• _AIM OF THE TASK_
Give every entry again, unchanged, and leave its images out.

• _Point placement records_
★ ★ ★

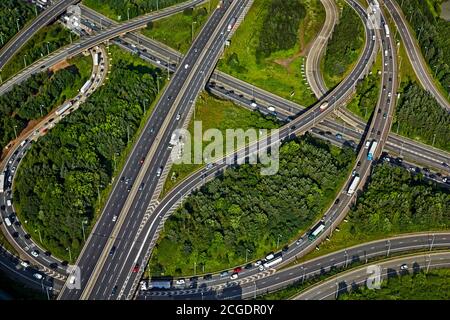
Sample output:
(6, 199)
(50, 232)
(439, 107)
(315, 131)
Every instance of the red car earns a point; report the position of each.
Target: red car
(237, 269)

★ ★ ★

• _EXERCISE RESULT_
Sample output:
(6, 199)
(50, 232)
(439, 107)
(315, 131)
Every instance of the red car earns a point; report the position of each.
Target: red car
(237, 269)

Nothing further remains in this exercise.